Susun baris-baris materi di bawah, dari baris yang memuat "Find the brown" sampai akhir materi, termasuk kedua ujungnya, menjadi tabel Markdown dengan kolom No untuk nomor urut dan kolom Isi untuk teks barisnya. Lewati baris yang kosong.
·····
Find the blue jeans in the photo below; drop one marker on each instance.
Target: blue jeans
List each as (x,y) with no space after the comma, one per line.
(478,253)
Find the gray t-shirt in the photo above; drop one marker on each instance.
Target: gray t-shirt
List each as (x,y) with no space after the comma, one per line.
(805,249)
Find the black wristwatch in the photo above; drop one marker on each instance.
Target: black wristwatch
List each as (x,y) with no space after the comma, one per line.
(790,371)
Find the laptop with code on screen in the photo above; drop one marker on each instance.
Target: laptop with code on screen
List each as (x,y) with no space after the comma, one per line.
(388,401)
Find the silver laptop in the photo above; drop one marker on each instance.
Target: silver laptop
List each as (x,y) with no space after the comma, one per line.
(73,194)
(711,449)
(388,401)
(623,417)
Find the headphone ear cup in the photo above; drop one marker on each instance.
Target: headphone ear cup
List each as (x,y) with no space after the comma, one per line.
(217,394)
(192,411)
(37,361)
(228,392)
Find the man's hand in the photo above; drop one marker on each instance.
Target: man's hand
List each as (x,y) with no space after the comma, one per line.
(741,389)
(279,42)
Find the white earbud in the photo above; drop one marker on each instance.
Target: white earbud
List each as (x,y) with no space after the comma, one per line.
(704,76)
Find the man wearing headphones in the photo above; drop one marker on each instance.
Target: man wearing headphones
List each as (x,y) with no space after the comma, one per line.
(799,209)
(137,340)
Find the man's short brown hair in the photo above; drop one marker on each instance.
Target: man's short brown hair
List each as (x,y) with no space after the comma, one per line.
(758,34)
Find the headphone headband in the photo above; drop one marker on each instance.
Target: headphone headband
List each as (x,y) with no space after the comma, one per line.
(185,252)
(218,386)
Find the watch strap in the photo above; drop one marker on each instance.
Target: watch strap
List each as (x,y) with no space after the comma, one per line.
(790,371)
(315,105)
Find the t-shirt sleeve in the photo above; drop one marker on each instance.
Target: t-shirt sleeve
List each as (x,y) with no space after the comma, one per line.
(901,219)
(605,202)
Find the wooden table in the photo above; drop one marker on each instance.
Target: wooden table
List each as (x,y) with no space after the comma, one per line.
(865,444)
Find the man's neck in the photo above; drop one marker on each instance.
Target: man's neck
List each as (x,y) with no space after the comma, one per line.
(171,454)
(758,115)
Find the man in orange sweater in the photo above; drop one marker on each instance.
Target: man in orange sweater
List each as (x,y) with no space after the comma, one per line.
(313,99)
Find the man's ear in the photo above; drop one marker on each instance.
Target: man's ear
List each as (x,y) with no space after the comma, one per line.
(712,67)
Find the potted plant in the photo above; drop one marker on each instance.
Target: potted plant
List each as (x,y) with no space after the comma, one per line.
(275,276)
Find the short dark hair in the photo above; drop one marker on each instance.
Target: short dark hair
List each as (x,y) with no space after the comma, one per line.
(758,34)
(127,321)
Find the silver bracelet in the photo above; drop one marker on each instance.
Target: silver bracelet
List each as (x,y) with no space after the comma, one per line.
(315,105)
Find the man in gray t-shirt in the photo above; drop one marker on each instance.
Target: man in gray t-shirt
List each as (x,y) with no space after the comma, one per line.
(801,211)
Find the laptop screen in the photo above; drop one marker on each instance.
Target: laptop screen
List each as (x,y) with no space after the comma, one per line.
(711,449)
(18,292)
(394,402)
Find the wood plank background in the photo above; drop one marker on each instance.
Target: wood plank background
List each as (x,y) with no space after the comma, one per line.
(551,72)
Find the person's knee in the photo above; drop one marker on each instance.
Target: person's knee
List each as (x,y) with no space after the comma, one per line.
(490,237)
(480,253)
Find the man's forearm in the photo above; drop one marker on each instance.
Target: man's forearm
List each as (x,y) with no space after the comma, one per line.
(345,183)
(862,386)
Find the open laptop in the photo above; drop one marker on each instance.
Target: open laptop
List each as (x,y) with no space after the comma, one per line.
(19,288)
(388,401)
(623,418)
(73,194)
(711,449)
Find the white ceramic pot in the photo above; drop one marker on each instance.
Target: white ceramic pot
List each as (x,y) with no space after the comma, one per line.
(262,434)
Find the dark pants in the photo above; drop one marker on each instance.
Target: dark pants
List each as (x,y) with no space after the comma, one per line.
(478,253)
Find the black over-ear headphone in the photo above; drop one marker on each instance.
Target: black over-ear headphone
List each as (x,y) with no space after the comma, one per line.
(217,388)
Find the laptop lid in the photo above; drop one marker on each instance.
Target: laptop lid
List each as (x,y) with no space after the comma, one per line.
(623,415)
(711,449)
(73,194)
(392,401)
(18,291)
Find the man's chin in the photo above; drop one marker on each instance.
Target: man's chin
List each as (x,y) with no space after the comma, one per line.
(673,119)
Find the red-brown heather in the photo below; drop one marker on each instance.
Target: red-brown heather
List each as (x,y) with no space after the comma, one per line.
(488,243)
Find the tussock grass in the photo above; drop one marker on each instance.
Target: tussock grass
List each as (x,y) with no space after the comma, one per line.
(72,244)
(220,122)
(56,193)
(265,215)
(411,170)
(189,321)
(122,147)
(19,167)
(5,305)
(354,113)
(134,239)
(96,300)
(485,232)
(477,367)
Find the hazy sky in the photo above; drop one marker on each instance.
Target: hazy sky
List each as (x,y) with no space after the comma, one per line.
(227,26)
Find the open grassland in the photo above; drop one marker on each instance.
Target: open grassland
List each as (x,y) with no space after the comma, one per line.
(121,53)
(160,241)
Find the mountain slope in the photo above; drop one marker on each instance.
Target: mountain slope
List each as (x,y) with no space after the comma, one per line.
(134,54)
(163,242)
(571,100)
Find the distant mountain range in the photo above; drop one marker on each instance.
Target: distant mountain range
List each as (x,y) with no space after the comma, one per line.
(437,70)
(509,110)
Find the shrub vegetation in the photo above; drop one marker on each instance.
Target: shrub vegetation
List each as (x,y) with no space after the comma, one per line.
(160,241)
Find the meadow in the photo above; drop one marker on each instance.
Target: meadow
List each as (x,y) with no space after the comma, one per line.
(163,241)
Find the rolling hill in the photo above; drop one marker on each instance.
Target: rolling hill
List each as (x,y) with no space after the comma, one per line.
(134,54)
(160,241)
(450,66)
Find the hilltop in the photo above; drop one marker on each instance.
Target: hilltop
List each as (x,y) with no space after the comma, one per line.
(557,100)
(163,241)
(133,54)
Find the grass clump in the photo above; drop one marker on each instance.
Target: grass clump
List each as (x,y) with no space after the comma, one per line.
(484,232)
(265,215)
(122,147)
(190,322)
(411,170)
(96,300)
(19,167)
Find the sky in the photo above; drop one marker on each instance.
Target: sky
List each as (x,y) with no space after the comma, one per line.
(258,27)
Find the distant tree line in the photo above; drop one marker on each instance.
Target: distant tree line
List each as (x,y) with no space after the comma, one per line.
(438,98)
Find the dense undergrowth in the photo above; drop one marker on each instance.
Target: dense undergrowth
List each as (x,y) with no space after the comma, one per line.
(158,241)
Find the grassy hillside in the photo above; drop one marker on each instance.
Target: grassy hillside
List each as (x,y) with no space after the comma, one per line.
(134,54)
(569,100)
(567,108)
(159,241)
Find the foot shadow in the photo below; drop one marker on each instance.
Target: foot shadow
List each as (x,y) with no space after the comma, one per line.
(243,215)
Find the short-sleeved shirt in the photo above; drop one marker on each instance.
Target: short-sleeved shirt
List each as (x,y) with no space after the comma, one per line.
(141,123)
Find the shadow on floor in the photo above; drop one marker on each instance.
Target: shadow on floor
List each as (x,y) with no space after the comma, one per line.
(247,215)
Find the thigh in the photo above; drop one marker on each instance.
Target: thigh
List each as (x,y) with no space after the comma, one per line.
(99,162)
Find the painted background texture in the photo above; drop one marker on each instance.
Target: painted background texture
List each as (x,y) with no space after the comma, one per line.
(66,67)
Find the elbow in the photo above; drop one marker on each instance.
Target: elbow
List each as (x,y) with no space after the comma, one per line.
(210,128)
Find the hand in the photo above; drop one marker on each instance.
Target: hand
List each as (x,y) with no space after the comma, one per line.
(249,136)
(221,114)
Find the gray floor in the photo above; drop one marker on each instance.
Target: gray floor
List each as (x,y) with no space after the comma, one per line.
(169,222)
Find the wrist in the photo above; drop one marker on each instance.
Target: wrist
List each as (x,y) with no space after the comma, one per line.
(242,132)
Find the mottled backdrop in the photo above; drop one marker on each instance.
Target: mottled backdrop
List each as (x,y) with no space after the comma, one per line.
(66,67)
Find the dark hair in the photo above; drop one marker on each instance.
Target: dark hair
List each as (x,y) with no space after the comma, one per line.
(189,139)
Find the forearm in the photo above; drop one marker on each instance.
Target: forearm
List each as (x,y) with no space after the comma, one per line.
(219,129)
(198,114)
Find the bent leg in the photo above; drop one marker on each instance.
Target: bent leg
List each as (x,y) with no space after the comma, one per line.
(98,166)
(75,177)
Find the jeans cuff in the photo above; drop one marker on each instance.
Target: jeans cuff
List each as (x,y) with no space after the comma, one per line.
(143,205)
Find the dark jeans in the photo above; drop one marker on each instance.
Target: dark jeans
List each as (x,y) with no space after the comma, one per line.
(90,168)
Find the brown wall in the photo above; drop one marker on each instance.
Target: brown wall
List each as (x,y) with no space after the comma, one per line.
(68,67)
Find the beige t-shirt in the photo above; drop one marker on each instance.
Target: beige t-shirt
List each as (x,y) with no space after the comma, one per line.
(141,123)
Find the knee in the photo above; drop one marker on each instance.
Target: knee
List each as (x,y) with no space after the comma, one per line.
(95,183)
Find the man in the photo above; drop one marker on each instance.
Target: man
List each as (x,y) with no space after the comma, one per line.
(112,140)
·····
• _HASIL YANG DIHARAPKAN_:
| No | Isi |
|---|---|
| 1 | Find the brown wall in the photo above; drop one marker on each instance. |
| 2 | Target: brown wall |
| 3 | List each as (x,y) with no space after the comma, one per line. |
| 4 | (68,67) |
| 5 | Find the beige t-shirt in the photo above; drop one marker on each instance. |
| 6 | Target: beige t-shirt |
| 7 | List each as (x,y) with no space after the comma, one per line. |
| 8 | (141,123) |
| 9 | Find the knee in the photo above; drop one marker on each instance. |
| 10 | Target: knee |
| 11 | List each as (x,y) with no space after the comma, one per line. |
| 12 | (95,183) |
| 13 | Find the man in the photo above; drop one marker on each instance. |
| 14 | Target: man |
| 15 | List each as (x,y) with no space after the comma, one per line. |
| 16 | (112,140) |